= What this task involves =
Pull out every line in the listing below that contains the word "each".

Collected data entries
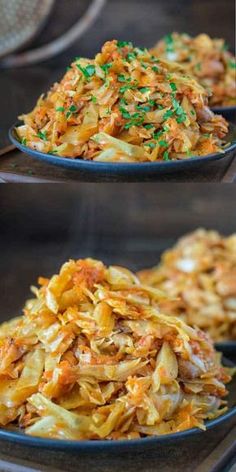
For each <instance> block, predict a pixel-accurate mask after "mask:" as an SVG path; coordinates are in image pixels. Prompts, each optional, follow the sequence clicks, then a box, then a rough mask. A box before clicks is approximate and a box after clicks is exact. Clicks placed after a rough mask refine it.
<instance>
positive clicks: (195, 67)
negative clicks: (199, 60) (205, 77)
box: [195, 62, 202, 71]
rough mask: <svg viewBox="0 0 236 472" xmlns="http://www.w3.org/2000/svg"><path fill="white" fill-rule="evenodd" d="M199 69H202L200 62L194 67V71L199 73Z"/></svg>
mask: <svg viewBox="0 0 236 472" xmlns="http://www.w3.org/2000/svg"><path fill="white" fill-rule="evenodd" d="M201 68H202V65H201V63H200V62H198V63H197V64H196V65H195V70H197V71H200V70H201Z"/></svg>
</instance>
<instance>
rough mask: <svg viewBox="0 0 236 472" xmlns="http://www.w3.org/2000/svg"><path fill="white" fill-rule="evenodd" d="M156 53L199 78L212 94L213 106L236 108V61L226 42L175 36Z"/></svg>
mask: <svg viewBox="0 0 236 472" xmlns="http://www.w3.org/2000/svg"><path fill="white" fill-rule="evenodd" d="M153 53H154V54H157V56H158V57H162V58H165V59H167V60H169V61H174V62H177V63H178V64H180V65H181V67H183V68H184V69H185V71H186V72H187V73H189V74H191V75H192V76H193V77H195V78H196V79H197V80H198V81H199V83H200V84H201V85H202V86H203V87H205V88H206V89H207V90H208V91H209V92H210V94H211V96H210V99H209V103H210V105H211V106H213V107H214V106H215V107H217V106H218V107H219V106H233V105H236V61H235V57H234V56H233V54H231V53H230V52H229V51H228V47H227V44H226V42H225V41H224V40H223V39H212V38H210V37H209V36H208V35H207V34H199V35H198V36H196V37H191V36H189V35H188V34H186V33H183V34H179V33H173V34H170V35H167V36H166V37H165V38H163V39H162V40H161V41H159V42H158V43H157V45H156V46H155V48H154V49H153Z"/></svg>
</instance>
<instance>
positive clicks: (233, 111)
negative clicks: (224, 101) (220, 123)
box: [211, 105, 236, 123]
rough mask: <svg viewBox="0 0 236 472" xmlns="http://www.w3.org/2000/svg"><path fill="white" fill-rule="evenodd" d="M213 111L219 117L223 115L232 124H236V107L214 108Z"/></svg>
mask: <svg viewBox="0 0 236 472" xmlns="http://www.w3.org/2000/svg"><path fill="white" fill-rule="evenodd" d="M211 110H212V111H214V113H217V114H218V115H223V116H224V117H225V118H226V119H227V120H228V121H231V122H232V123H235V122H236V105H231V106H229V107H212V108H211Z"/></svg>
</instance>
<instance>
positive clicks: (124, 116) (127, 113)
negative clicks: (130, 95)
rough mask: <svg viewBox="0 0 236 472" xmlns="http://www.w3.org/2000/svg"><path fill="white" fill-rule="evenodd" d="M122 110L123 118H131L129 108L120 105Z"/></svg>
mask: <svg viewBox="0 0 236 472" xmlns="http://www.w3.org/2000/svg"><path fill="white" fill-rule="evenodd" d="M120 112H121V114H122V116H123V118H125V119H126V120H129V119H130V118H131V114H130V112H129V111H128V110H126V109H125V108H123V107H120ZM136 114H137V113H136Z"/></svg>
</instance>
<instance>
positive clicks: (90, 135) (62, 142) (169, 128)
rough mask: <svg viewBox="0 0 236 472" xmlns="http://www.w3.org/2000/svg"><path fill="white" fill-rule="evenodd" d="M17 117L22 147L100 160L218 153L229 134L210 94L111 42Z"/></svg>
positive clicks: (137, 159)
mask: <svg viewBox="0 0 236 472" xmlns="http://www.w3.org/2000/svg"><path fill="white" fill-rule="evenodd" d="M20 119H21V120H22V121H23V122H24V124H23V125H21V126H19V127H17V128H16V132H17V135H18V137H19V139H20V140H21V142H22V144H24V145H26V146H28V147H30V148H32V149H35V150H37V151H41V152H44V153H50V154H54V155H56V156H64V157H68V158H81V159H86V160H95V161H99V162H131V163H132V162H155V161H169V160H172V159H173V160H176V159H187V158H189V157H191V156H193V155H195V156H205V155H207V154H211V153H214V152H219V151H223V149H224V144H225V141H224V138H225V136H226V134H227V132H228V124H227V122H226V121H225V119H224V118H223V117H221V116H219V115H218V116H217V115H214V114H213V113H212V112H211V111H210V110H209V108H208V93H207V91H206V90H205V89H204V88H203V87H202V86H201V85H199V83H198V82H197V81H196V80H195V79H194V78H192V77H190V76H188V75H187V74H186V72H184V71H183V69H181V68H180V67H179V66H178V65H177V64H172V63H171V62H168V61H166V60H163V59H159V58H157V57H155V56H154V55H153V54H151V53H150V52H149V51H148V50H147V49H140V48H137V47H134V46H133V45H132V43H127V42H121V41H116V40H114V41H109V42H107V43H105V45H104V46H103V48H102V51H101V52H100V53H99V54H97V56H96V57H95V59H85V58H80V57H78V58H76V59H75V60H74V62H73V63H72V65H71V66H70V67H69V68H68V70H67V72H66V74H65V76H64V77H63V78H62V80H61V81H60V82H59V83H56V84H55V85H54V86H53V87H52V88H51V90H50V91H49V92H48V94H47V95H46V96H45V97H44V96H41V97H40V98H39V100H38V102H37V104H36V106H35V108H34V109H33V111H32V112H31V113H29V114H25V115H22V116H21V117H20Z"/></svg>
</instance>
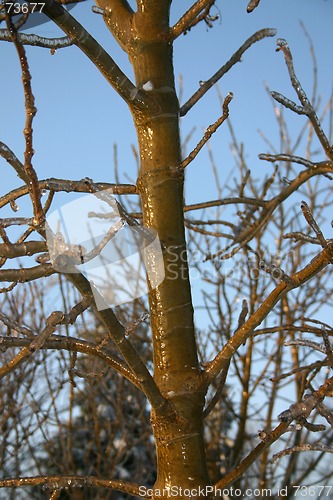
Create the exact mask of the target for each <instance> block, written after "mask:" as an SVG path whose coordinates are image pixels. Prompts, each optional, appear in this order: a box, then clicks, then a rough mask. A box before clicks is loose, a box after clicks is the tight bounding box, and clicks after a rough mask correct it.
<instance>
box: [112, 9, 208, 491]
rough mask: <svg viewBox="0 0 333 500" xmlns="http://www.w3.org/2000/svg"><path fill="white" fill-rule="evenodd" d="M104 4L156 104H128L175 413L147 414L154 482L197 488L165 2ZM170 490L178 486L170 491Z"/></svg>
mask: <svg viewBox="0 0 333 500" xmlns="http://www.w3.org/2000/svg"><path fill="white" fill-rule="evenodd" d="M111 3H113V6H112V8H110V9H109V7H108V6H107V5H106V6H105V5H102V6H103V7H104V8H106V12H107V15H106V16H105V19H106V22H107V24H108V26H109V28H110V29H111V31H112V33H113V34H114V36H115V37H116V38H117V39H118V41H119V43H120V44H121V45H122V47H123V48H124V49H125V50H126V52H127V53H128V55H129V59H130V61H131V64H132V66H133V69H134V73H135V80H136V86H137V87H138V88H139V89H143V90H145V91H146V92H147V93H149V95H150V96H151V98H152V103H153V105H152V106H151V107H148V108H147V109H146V110H145V111H142V110H140V111H138V110H137V109H136V108H134V107H133V108H132V114H133V118H134V122H135V126H136V130H137V136H138V143H139V149H140V173H139V178H138V182H137V186H138V190H139V192H140V196H141V203H142V212H143V218H144V219H143V220H144V225H145V226H146V227H149V228H153V229H154V230H156V231H157V233H158V236H159V238H160V241H161V243H162V246H163V253H164V266H165V273H166V275H165V279H164V281H163V282H162V284H161V285H160V286H158V288H157V289H155V290H151V292H150V294H149V300H150V317H151V329H152V339H153V352H154V378H155V381H156V383H157V385H158V387H159V389H160V390H161V392H162V394H163V395H164V396H165V397H166V398H167V399H168V400H169V401H170V402H171V403H172V405H173V407H174V409H175V411H174V413H173V414H170V416H168V417H166V418H165V417H162V416H161V415H159V413H158V411H154V412H153V414H152V416H151V419H152V425H153V429H154V436H155V442H156V450H157V457H158V464H157V471H158V477H157V482H156V484H155V488H156V489H158V490H159V492H158V493H157V492H156V493H157V495H158V494H160V492H161V490H165V496H167V489H168V488H170V487H172V486H174V487H175V488H179V496H178V498H181V497H182V495H181V491H182V490H181V489H185V488H191V489H192V490H194V491H195V490H198V491H199V487H205V486H206V485H207V484H208V482H209V479H208V473H207V467H206V459H205V451H204V443H203V425H202V409H203V405H204V397H205V389H204V388H200V386H201V382H202V380H201V370H200V367H199V363H198V356H197V349H196V343H195V333H194V324H193V306H192V299H191V290H190V283H189V275H188V266H187V254H186V242H185V232H184V219H183V183H184V175H183V171H182V169H181V168H180V164H181V149H180V139H179V104H178V99H177V96H176V92H175V85H174V70H173V60H172V43H171V40H170V32H169V7H170V3H171V2H170V1H169V0H160V1H158V2H156V1H144V2H141V3H140V2H139V4H140V5H139V8H138V11H137V12H135V13H133V12H132V11H131V10H130V8H129V7H128V6H127V5H125V3H124V2H118V3H117V5H115V4H116V2H111ZM173 491H175V490H173Z"/></svg>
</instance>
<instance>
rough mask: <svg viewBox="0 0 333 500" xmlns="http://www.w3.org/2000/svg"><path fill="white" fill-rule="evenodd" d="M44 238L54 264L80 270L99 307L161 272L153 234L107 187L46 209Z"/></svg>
mask: <svg viewBox="0 0 333 500" xmlns="http://www.w3.org/2000/svg"><path fill="white" fill-rule="evenodd" d="M46 240H47V246H48V253H49V256H50V261H51V263H52V265H53V267H54V269H56V270H57V271H58V272H61V273H81V274H83V275H84V276H85V277H86V278H87V280H88V281H89V282H90V285H91V289H92V291H93V294H94V299H95V302H96V306H97V308H98V309H99V310H102V309H107V308H108V307H112V306H117V305H120V304H123V303H126V302H130V301H132V300H134V299H136V298H139V297H141V296H143V295H145V294H146V293H147V292H148V289H155V288H156V287H157V286H158V285H159V284H160V283H161V282H162V281H163V279H164V276H165V272H164V262H163V254H162V250H161V244H160V241H159V238H158V235H157V234H156V232H154V231H153V230H148V229H146V228H142V227H141V226H139V225H138V224H137V222H136V221H135V220H134V219H132V218H131V217H130V216H129V215H128V214H127V213H126V212H125V210H124V209H123V207H122V206H121V205H120V204H119V203H118V201H117V200H116V198H115V196H114V193H113V191H112V190H104V191H96V192H94V193H92V194H88V195H84V196H81V197H79V198H77V199H75V200H73V201H70V202H69V203H65V204H63V205H62V206H60V207H59V208H58V209H57V210H55V211H54V212H52V213H51V214H49V215H48V217H47V219H46Z"/></svg>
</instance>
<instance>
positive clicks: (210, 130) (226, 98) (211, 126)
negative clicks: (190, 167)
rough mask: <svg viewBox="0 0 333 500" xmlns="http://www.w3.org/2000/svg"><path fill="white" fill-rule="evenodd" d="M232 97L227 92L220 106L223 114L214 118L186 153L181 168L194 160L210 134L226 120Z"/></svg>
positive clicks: (209, 138) (201, 148) (215, 131)
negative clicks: (203, 131) (217, 118)
mask: <svg viewBox="0 0 333 500" xmlns="http://www.w3.org/2000/svg"><path fill="white" fill-rule="evenodd" d="M232 99H233V94H232V92H229V94H228V95H227V96H226V98H225V100H224V102H223V106H222V109H223V114H222V115H221V116H220V117H219V118H218V119H217V120H216V122H215V123H213V124H212V125H210V126H209V127H208V128H207V130H206V132H205V133H204V136H203V137H202V139H201V140H200V141H199V142H198V144H197V145H196V147H195V148H194V149H193V151H191V153H190V154H189V155H188V157H187V158H185V160H183V161H182V163H181V168H186V167H187V166H188V165H189V164H190V163H191V162H192V161H193V160H194V158H195V157H196V156H197V154H198V153H199V151H201V149H202V148H203V147H204V145H205V144H206V143H207V142H208V141H209V139H210V138H211V136H212V135H213V134H214V133H215V132H216V130H217V129H218V128H219V127H220V126H221V125H222V123H224V122H225V121H226V119H227V118H228V116H229V104H230V102H231V100H232Z"/></svg>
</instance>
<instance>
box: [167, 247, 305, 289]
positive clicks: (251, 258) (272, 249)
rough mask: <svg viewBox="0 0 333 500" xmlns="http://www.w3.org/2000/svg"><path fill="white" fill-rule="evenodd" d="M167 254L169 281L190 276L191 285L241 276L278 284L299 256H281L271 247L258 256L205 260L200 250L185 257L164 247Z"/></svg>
mask: <svg viewBox="0 0 333 500" xmlns="http://www.w3.org/2000/svg"><path fill="white" fill-rule="evenodd" d="M166 254H167V266H166V270H167V275H168V279H171V280H176V279H179V278H182V279H185V278H186V277H187V275H188V273H189V275H190V280H191V282H193V281H195V280H198V279H207V280H210V281H215V282H216V281H218V280H220V279H222V278H223V279H224V280H228V281H231V280H234V281H240V280H242V279H243V278H244V275H247V276H249V277H250V278H251V279H252V280H258V279H263V278H268V279H271V278H274V279H276V280H278V281H279V280H283V279H285V276H286V275H287V274H288V273H289V272H293V269H294V268H295V265H294V264H295V262H296V259H297V256H298V255H297V252H294V251H293V250H292V249H291V250H288V252H286V253H282V252H281V251H280V250H279V249H277V248H276V247H274V246H273V245H271V246H267V247H266V249H265V251H262V252H261V254H259V253H254V252H253V253H249V252H247V253H246V252H239V253H237V254H236V255H234V256H232V257H230V258H228V259H225V258H224V256H223V258H222V257H219V256H218V257H214V258H212V259H206V258H205V256H204V255H203V252H200V251H199V250H196V251H195V252H190V253H189V255H187V252H186V250H185V249H184V250H182V251H181V252H179V249H178V247H172V246H171V247H168V248H167V250H166ZM282 267H283V268H282ZM269 275H270V276H271V277H270V276H269Z"/></svg>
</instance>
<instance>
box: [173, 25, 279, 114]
mask: <svg viewBox="0 0 333 500" xmlns="http://www.w3.org/2000/svg"><path fill="white" fill-rule="evenodd" d="M275 35H276V30H275V29H272V28H265V29H262V30H259V31H257V32H256V33H254V35H252V36H250V38H248V39H247V40H246V41H245V42H244V43H243V45H242V46H241V47H240V48H239V49H238V50H237V51H236V52H235V53H234V55H233V56H232V57H231V58H230V59H229V61H228V62H227V63H225V64H224V65H223V66H222V68H220V69H219V70H218V71H217V72H216V73H215V75H213V76H212V77H211V78H210V79H209V80H206V81H205V82H203V83H202V85H201V86H200V88H199V89H198V90H197V91H196V92H195V93H194V94H193V95H192V96H191V97H190V98H189V99H188V101H186V103H185V104H183V106H182V107H181V108H180V116H185V115H186V113H188V111H189V110H190V109H191V108H192V107H193V106H194V105H195V104H196V103H197V102H198V101H199V99H201V98H202V97H203V96H204V95H205V93H206V92H207V91H208V90H209V89H211V88H212V86H213V85H214V84H215V83H216V82H218V81H219V80H220V78H222V76H223V75H225V74H226V73H227V72H228V71H229V70H230V69H231V68H232V67H233V66H234V65H235V64H236V63H238V62H239V61H240V60H241V58H242V55H243V54H244V52H245V51H246V50H247V49H248V48H249V47H251V45H253V44H254V43H256V42H258V41H259V40H262V39H263V38H266V37H269V36H275Z"/></svg>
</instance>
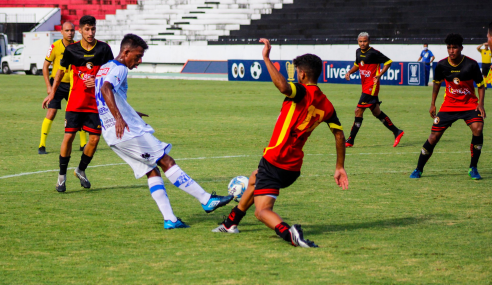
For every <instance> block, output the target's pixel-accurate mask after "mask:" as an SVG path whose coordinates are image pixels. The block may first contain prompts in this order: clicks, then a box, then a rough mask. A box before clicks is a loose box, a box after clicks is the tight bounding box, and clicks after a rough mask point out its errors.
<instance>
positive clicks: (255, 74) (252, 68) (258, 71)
mask: <svg viewBox="0 0 492 285" xmlns="http://www.w3.org/2000/svg"><path fill="white" fill-rule="evenodd" d="M250 71H251V77H253V78H254V79H259V78H260V75H261V64H260V63H259V62H257V61H255V62H253V64H251V68H250Z"/></svg>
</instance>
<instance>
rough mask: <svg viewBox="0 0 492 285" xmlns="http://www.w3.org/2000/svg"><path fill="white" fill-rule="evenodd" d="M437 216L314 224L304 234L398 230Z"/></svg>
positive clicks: (427, 219) (322, 233) (419, 223)
mask: <svg viewBox="0 0 492 285" xmlns="http://www.w3.org/2000/svg"><path fill="white" fill-rule="evenodd" d="M434 217H435V215H431V216H419V217H406V218H395V219H386V220H377V221H372V222H363V223H352V224H339V225H336V224H335V225H334V224H328V225H326V224H325V225H323V224H313V225H309V226H303V227H302V229H303V232H304V233H306V234H324V233H330V232H341V231H353V230H359V229H371V228H397V227H406V226H411V225H415V224H420V223H423V222H426V221H428V220H432V219H433V218H434Z"/></svg>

= Exercise response =
For each <instance> block, predict a pixel-accurate mask after "mask:" as an SVG path; coordinates are in image pixels. Prompts, each optional, follow the sequence clicks, then a box, then a rough mask. A box before clicks is approximate and a box after clicks is exact. Clicks placed after a rough mask refine it.
Create the exact mask of the target for each <instance> block, written after "mask:" as an SVG path whose coordinates are image pixels. Prompts, each optional, appear in this order: a box, then clicks, then a rough mask. A box before clicks is loose, a box after clicks is the tight bounding box, and clicks after a rough mask correct it.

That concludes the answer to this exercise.